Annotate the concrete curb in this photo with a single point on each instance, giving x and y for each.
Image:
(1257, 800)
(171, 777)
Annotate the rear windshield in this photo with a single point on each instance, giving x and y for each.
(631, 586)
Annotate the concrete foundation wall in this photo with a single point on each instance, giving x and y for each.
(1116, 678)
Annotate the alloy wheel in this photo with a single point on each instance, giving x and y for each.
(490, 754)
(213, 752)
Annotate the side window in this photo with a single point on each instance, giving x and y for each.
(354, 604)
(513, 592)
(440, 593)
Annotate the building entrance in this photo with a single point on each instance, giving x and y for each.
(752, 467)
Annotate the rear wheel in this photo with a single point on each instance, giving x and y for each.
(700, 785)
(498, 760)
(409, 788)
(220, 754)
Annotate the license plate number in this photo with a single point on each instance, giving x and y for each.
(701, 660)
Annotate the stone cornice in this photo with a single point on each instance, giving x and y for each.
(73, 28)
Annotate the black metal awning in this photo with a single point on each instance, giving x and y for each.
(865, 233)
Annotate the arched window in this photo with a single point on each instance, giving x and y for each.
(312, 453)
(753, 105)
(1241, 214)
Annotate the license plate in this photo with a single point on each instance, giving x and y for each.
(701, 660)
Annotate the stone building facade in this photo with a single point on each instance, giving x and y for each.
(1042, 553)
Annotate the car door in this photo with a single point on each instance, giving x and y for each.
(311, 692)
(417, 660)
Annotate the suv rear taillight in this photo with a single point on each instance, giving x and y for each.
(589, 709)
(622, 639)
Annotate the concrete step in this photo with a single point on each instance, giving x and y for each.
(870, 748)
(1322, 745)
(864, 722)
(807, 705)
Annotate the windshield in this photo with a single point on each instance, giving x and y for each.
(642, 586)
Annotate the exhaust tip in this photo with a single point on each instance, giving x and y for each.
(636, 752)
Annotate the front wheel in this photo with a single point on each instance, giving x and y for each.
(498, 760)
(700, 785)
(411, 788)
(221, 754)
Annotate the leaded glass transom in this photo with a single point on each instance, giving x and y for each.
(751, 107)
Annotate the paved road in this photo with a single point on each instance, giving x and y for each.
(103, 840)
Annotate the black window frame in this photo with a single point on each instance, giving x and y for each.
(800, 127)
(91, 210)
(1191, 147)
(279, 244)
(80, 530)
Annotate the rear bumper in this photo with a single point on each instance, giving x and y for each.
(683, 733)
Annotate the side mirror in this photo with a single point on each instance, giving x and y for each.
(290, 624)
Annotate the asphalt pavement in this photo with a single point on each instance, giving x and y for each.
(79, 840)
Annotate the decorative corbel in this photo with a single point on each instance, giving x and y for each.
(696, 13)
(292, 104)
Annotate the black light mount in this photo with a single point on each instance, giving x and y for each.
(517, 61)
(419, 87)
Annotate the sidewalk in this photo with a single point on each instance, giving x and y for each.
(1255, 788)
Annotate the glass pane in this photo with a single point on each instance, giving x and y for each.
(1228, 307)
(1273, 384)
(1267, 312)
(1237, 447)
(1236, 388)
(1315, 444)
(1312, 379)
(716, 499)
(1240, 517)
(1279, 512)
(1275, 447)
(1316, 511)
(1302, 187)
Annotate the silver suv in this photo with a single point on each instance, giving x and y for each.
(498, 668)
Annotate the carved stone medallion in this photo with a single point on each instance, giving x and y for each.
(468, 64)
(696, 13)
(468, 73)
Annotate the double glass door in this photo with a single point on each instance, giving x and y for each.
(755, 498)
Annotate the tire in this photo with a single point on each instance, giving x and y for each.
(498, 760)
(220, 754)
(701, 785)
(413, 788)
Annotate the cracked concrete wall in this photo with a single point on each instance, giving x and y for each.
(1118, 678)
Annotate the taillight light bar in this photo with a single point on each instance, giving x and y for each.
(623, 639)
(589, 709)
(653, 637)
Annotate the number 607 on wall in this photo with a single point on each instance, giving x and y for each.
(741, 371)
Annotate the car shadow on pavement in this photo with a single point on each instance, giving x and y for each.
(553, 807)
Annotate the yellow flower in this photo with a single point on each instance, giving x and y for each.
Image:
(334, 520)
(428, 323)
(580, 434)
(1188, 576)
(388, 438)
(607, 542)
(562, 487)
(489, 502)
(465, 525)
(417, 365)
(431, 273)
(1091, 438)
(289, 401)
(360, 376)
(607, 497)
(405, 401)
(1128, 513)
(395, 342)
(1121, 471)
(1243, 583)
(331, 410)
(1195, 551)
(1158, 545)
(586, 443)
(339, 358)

Problem description: Put every record above into a two-column CSV with the header request,answer, giving one row per record with its text under request and its answer under answer. Enclose each field in double quotes and replace any line breaks within a field with spaces.

Finished task:
request,answer
"Annotate the concrete curb in this photo with a single point on each instance, giving x and y for each. Image:","(1257, 800) (171, 777)"
"Annotate the rear windshield in this photo with a single point on each instance, giving x and y for each.","(631, 586)"
"Annotate the concrete foundation wall in this photo with a single point on each instance, giving x and y for each.","(1116, 678)"
"Annotate the alloy wheel in this photo with a single point on each instance, giving x and y for each.","(490, 754) (213, 752)"
"Annotate the side window in this photo with a single point on each instance, giving x and y for each.","(354, 604) (513, 592) (440, 593)"
"Annotate the building entrance in this photo with a single point on each instance, giving x and y for each.","(752, 467)"
"Annotate the rear wheel in this photo with a single point on each instance, giving x and y for each.","(700, 785) (498, 760) (409, 788) (220, 754)"
"Annotate the license plate number in this photo with a single point on each instance, giving x and y for each.","(701, 660)"
"Annotate the stone cornice in this photo with a single point on each instance, giving x and y for each.","(73, 28)"
"Annotate the black metal awning in this photo with a single point on each instance, giving x and y for each.","(865, 233)"
"Annotate the arched window in this photo with a single point on each instance, giving x and y for each.","(312, 453) (753, 105) (1241, 214)"
"Annotate the license plate in this photo with a single point on each instance, giving x and y for each.","(701, 660)"
"Annotate the stone building facade in this photo with a single point on each instance, giving x and y for each.","(1042, 553)"
"Annotate the car door in this photo with a single point on each instance, giving x and y for each.","(311, 692) (417, 660)"
"Annotate the suv rear taillight in this photo with a single point on each instance, giving x and y for each.","(589, 709) (622, 639)"
"Annotate the concrete step in this photo with a single point on each instance, giving x and y for each.","(870, 748) (1322, 745) (864, 722) (807, 705)"
"Annotate the windshield in this photo with a single point on each instance, giving x and y for each.","(642, 586)"
"Annotate the exhaust tip in this photo with a single point on each instance, giving x and y for each.","(636, 752)"
"Annotate the front wheel in this photo with a single point on each instance, giving x and y for each.","(498, 760) (700, 785) (411, 788) (221, 754)"
"Annotate the leaded glass transom in this photo with a single point on each instance, giving x and y for each.","(751, 107)"
"Annotate the paved road in this photo with a single point on each instance, giving x and y for each.","(103, 840)"
"Annotate the black window frame in this photo with a single point on each instance, giving x and y for each.","(800, 127) (91, 210) (1191, 147) (279, 244) (80, 530)"
"Annotate the rear bumper in this photo with a single point on each instance, giving x and y for each.","(683, 733)"
"Annotate the side mirror in this photo with a single point on each instance, giving x and y for each.","(290, 624)"
"Annotate the asphalt pavement in this photo with a single point on each instance, giving x and y for each.","(79, 840)"
"Annotate the decorative corbel in this photo with a single point on each instance, giving x and y for each.","(696, 13) (292, 104)"
"Annotate the black light mount in this photo with a single point on each instance, giving x and y for each.","(517, 61) (419, 87)"
"Annotate the sidewalk in this photo with a single point on each instance, giving x and y for each.","(1255, 788)"
"Annotate the glass pane in this photo with a single point on each instance, giving x and y for each.","(1228, 307) (1273, 384) (1267, 312) (1237, 447) (1236, 388) (1315, 444) (1312, 379) (716, 499) (1240, 517) (1279, 512) (1275, 447) (1316, 511) (1302, 187)"
"Annotate the silver suv in this photo with a single point on each instance, giving x and y for each.","(498, 668)"
"Annotate the carved stone medallion in this photo with a single point on each instance, giving x and y for each.","(468, 64) (696, 13) (468, 73)"
"Annotate the double glass door in this photo with a single point on each instance, giving x and y for each.","(755, 498)"
"Annotate the tire in this photo with a single point on each instance, giving x and y for each.","(498, 760) (220, 754) (701, 785) (413, 788)"
"Annotate the cracked concrete wall in this photo with a single point on each instance, giving x and y for each.","(1118, 678)"
"Annotate the taillight light bar in this photo with a single point on each instance, giving x and y for each.","(623, 639) (589, 709) (653, 637)"
"Annotate the number 607 on wall in this photo with a single point on each instance, giving x and y for each.","(741, 371)"
"Annotate the car shadow on pavement in this photo with a single point on each instance, giving x and y for each.","(553, 807)"
"Annotate the yellow flower in this photo with a single point on each instance, giving x and y for each. Image:","(334, 520) (428, 323) (580, 434) (1188, 576) (388, 438) (607, 542) (562, 487) (489, 502) (465, 525) (417, 365) (431, 273) (1091, 438) (289, 401) (360, 376) (607, 497) (405, 401) (1128, 513) (395, 342) (1121, 471) (1243, 583) (331, 410) (1195, 551) (1158, 545) (586, 443) (339, 358)"